[Point placement entries]
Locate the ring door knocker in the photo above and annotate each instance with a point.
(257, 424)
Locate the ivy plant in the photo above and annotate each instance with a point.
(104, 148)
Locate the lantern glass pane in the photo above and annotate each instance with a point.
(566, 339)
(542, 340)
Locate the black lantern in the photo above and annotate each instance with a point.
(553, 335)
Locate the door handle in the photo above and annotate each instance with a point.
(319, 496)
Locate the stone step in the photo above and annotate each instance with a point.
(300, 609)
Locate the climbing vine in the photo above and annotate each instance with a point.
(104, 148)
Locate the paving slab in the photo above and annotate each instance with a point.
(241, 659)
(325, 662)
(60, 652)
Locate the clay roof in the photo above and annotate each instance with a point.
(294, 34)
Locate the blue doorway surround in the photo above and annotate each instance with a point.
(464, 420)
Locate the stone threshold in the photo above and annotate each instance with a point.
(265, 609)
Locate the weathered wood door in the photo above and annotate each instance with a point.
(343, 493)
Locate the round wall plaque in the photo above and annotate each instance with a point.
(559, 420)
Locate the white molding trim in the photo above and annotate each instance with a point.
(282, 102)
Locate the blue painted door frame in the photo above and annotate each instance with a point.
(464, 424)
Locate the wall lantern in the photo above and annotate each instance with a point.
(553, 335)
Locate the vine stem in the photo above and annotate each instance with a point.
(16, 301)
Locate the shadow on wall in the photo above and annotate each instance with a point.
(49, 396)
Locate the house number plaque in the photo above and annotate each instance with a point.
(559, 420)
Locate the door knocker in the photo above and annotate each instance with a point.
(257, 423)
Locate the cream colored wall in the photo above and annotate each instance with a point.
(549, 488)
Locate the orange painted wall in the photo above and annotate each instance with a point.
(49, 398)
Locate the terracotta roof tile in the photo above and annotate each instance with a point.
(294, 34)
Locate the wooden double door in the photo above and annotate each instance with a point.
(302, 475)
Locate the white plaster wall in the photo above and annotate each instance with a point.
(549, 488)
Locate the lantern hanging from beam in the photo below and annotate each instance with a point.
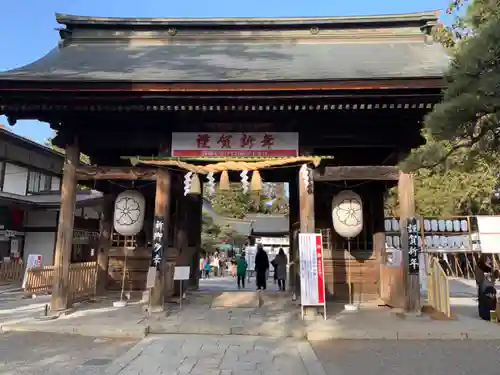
(188, 177)
(256, 181)
(195, 185)
(128, 217)
(244, 181)
(210, 184)
(347, 214)
(224, 181)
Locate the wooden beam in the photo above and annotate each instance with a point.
(64, 240)
(406, 197)
(221, 87)
(375, 173)
(91, 172)
(162, 211)
(306, 201)
(105, 230)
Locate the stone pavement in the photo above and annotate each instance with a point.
(212, 313)
(217, 355)
(374, 323)
(409, 357)
(51, 354)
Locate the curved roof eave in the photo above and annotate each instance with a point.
(68, 19)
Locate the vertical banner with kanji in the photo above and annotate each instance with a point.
(158, 232)
(312, 282)
(413, 248)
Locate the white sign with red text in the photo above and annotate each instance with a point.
(235, 144)
(312, 281)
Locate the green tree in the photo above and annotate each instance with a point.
(213, 235)
(235, 203)
(455, 171)
(467, 117)
(84, 159)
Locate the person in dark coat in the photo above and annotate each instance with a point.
(487, 299)
(261, 267)
(281, 262)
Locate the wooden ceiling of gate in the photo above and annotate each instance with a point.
(356, 88)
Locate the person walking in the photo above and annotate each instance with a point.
(275, 270)
(202, 267)
(207, 268)
(261, 267)
(281, 262)
(215, 265)
(233, 267)
(241, 270)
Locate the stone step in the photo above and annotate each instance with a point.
(249, 299)
(236, 299)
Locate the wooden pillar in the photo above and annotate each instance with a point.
(306, 201)
(195, 222)
(105, 231)
(377, 212)
(293, 217)
(64, 240)
(162, 209)
(407, 209)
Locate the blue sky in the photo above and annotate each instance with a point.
(27, 26)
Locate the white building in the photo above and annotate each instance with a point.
(30, 182)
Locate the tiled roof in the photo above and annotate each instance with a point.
(240, 50)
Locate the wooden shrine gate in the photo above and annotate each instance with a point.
(121, 88)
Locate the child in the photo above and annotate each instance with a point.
(241, 270)
(207, 269)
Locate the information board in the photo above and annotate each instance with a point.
(312, 282)
(182, 272)
(34, 260)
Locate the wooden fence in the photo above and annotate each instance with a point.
(11, 272)
(438, 288)
(82, 280)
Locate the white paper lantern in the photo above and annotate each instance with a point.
(129, 211)
(347, 214)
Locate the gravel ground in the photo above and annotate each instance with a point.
(52, 354)
(404, 357)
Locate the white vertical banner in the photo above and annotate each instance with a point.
(312, 281)
(34, 260)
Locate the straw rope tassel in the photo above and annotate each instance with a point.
(256, 181)
(224, 181)
(195, 185)
(231, 165)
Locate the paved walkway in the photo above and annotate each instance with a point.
(387, 357)
(228, 283)
(217, 355)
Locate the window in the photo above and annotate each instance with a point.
(38, 182)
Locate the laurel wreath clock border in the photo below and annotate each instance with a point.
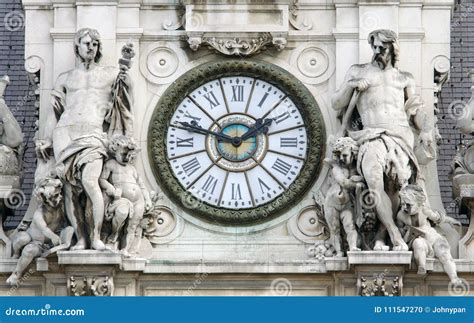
(204, 73)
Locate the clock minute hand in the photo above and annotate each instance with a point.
(257, 128)
(193, 126)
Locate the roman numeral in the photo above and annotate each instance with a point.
(212, 99)
(237, 93)
(210, 184)
(288, 142)
(281, 166)
(282, 117)
(189, 116)
(262, 100)
(188, 142)
(263, 185)
(191, 166)
(236, 194)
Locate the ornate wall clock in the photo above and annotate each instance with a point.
(244, 138)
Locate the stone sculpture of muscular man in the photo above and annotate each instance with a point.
(386, 104)
(85, 99)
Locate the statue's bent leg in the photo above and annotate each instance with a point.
(29, 253)
(90, 182)
(420, 251)
(443, 253)
(132, 226)
(75, 216)
(19, 240)
(373, 171)
(334, 225)
(349, 227)
(380, 237)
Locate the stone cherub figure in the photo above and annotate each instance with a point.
(387, 104)
(47, 228)
(123, 185)
(338, 204)
(90, 102)
(420, 235)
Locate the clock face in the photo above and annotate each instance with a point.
(239, 143)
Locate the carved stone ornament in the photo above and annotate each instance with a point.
(239, 46)
(192, 80)
(378, 286)
(298, 22)
(90, 286)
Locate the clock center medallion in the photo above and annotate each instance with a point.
(238, 153)
(239, 149)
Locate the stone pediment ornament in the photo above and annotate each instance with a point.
(239, 46)
(217, 26)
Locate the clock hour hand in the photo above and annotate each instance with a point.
(260, 126)
(195, 127)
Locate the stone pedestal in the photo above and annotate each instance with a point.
(379, 273)
(89, 273)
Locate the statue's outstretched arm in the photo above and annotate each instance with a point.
(342, 96)
(44, 144)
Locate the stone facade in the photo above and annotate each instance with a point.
(315, 42)
(455, 91)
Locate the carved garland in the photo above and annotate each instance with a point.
(196, 77)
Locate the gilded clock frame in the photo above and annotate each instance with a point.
(191, 80)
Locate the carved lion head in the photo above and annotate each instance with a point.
(48, 191)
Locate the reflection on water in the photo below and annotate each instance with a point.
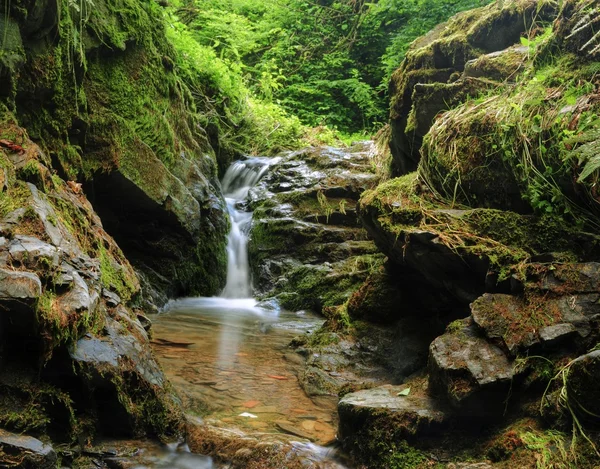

■ SHORT TASK
Update the part of the entries that opens with the line containing "Locate the stone pedestal" and runs through the end of the entries: replace "carved" with "sculpted" and keep everything else the same. Leave the pictures out.

■ ANSWER TO THIS PROBLEM
Locate the stone pedestal in the photo above and annotate each instance with a point.
(379, 273)
(89, 273)
Locate the statue's outstretched arm in the photo above and annotate each instance with a point.
(342, 96)
(44, 144)
Locate the stone facade in the photo above and annotate each instance with a point.
(315, 42)
(455, 91)
Locate the sculpted garland in the photo above and annotate each instance with a point.
(196, 77)
Locate the gilded clock frame in the photo above and annotate each instance with a point.
(191, 80)
Locate the sculpted lion head in the photo above and annotate each instance with a point.
(48, 191)
Locate the reflection on water in the photo below and annotate each instance with a point.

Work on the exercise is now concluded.